> _Task description_:
Here are some entries; quote each one exactly.

> _Dataset rows_:
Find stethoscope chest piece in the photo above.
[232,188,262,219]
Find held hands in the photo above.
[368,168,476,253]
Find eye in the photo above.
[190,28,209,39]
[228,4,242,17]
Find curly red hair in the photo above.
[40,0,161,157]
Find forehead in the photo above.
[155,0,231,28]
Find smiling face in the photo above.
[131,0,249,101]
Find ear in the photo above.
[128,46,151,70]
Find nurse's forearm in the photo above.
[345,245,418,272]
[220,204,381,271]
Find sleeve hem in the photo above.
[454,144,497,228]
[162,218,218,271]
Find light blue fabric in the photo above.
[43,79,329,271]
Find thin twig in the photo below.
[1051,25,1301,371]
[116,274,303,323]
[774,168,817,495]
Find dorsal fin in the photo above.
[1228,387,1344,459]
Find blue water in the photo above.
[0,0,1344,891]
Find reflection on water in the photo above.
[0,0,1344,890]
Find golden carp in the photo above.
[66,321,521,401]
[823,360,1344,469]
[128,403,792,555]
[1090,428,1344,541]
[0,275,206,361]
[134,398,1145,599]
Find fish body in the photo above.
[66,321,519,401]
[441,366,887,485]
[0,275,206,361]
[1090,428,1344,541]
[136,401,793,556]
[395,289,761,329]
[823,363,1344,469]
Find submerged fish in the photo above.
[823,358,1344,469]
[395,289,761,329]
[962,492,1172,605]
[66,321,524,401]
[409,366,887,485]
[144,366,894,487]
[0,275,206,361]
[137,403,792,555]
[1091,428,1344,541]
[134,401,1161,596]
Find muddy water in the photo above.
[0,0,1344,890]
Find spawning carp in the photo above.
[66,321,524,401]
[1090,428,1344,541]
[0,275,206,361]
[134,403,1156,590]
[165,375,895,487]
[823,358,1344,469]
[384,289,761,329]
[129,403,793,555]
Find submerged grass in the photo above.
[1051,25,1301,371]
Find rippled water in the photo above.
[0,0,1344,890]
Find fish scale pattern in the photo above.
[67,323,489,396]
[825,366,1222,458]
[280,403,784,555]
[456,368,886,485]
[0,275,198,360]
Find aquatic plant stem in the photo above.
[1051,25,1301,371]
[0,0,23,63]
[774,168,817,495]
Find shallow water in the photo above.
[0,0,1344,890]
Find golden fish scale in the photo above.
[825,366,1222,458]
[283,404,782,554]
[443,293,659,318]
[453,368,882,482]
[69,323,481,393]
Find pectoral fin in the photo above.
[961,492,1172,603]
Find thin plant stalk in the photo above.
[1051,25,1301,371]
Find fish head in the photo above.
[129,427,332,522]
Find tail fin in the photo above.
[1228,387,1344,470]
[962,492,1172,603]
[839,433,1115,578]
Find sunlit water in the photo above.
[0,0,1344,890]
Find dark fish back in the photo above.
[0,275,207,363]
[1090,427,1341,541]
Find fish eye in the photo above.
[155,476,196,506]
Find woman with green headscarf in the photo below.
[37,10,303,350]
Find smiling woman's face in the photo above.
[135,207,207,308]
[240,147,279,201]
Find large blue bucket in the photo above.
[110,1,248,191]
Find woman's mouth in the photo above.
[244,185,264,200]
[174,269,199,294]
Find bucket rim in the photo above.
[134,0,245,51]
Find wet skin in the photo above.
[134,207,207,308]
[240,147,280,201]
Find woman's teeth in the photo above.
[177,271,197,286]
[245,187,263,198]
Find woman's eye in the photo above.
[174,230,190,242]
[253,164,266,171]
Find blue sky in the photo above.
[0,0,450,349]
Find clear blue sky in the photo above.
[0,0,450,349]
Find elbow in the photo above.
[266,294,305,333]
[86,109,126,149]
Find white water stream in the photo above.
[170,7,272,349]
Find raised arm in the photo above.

> _Result_:
Find stethoscope chest piece in the photo above.
[232,188,262,219]
Find held hands in the photo above.
[368,168,476,253]
Find eye in the photo above.
[190,28,209,39]
[228,4,242,17]
Find curly red hair in the photo above.
[40,0,161,157]
Find forehead in the photo above.
[155,0,231,28]
Find smiling face in the photo above.
[131,0,249,101]
Find ear in the photo above.
[128,46,151,70]
Find nurse's forearm in the photo above.
[345,245,418,272]
[220,204,381,271]
Find sleeve hem in the photo above.
[454,144,497,228]
[162,218,218,271]
Find light blue fabric in the photo above.
[43,79,329,271]
Find thin twig in the photo below.
[1051,25,1301,371]
[116,274,303,323]
[774,168,817,495]
Find dorsal fin in the photo above.
[1228,387,1344,459]
Find blue water in the photo above.
[0,0,1344,891]
Find reflection on water in the photo above.
[0,0,1344,890]
Find golden carp in the photo above.
[66,321,521,401]
[823,360,1344,469]
[128,403,792,555]
[1090,428,1344,541]
[0,275,206,361]
[134,398,1145,599]
Find fish body in the photo above.
[66,321,519,401]
[441,366,887,485]
[0,275,206,361]
[1090,428,1344,541]
[136,401,793,556]
[395,289,761,329]
[823,363,1344,469]
Find submerged fish in the photo above.
[823,358,1344,469]
[395,289,761,329]
[962,492,1172,605]
[66,321,524,401]
[409,366,887,485]
[144,366,894,487]
[0,275,206,361]
[137,403,792,555]
[1091,428,1344,541]
[134,401,1161,596]
Find muddy water in the photo above.
[0,0,1344,890]
Find spawning carp in the photo above.
[66,321,524,401]
[1090,428,1344,541]
[0,275,206,361]
[134,403,1156,590]
[165,375,895,487]
[823,358,1344,469]
[384,289,761,329]
[129,403,793,555]
Find submerged grass in the photo above.
[1051,25,1301,371]
Find rippled water in the photo above.
[0,0,1344,890]
Find fish scale pattern in the photo above.
[67,323,489,396]
[825,366,1222,458]
[280,403,784,555]
[456,368,886,485]
[0,275,198,360]
Find aquatic plant stem in the photo above.
[1051,25,1301,371]
[0,0,23,63]
[774,168,817,495]
Find shallow water in the photo above.
[0,0,1344,890]
Find golden fish scale in the photo above.
[825,366,1222,458]
[283,404,782,554]
[443,293,659,318]
[453,368,882,482]
[69,323,481,393]
Find pectoral fin in the photo above.
[961,492,1172,603]
Find thin plant stalk in the photo above.
[1051,25,1301,371]
Find fish head in the photo above.
[129,427,332,522]
Find tail fin in the photo above.
[1228,387,1344,470]
[962,492,1172,603]
[839,433,1115,578]
Find sunlit water in the photo above.
[0,0,1344,890]
Find dark fish back in the photo above.
[0,275,207,363]
[1090,427,1341,541]
Find fish eye in the photo above.
[155,476,196,506]
Find woman with green headscarf in the photo below.
[37,10,303,350]
Find smiling woman's face in the photo above.
[135,207,207,308]
[240,147,279,201]
Find large blue bucket in the photo above.
[110,1,248,191]
Find woman's mouth in the photo above.
[244,185,264,200]
[174,269,199,294]
Find bucket rim in the photo above.
[134,0,245,51]
Find wet skin in the photo above.
[134,207,207,308]
[240,147,280,201]
Find woman's teeth in the photo above.
[177,271,197,286]
[245,187,263,198]
Find woman's eye in the photo above.
[174,230,190,242]
[253,164,266,171]
Find blue sky in the photo above.
[0,0,450,349]
Find clear blue sky in the photo above.
[0,0,450,349]
Find elbow in the photo above.
[266,294,305,333]
[86,109,126,149]
Find white water stream in the photo above.
[170,7,272,349]
Find raised arm in the photo above.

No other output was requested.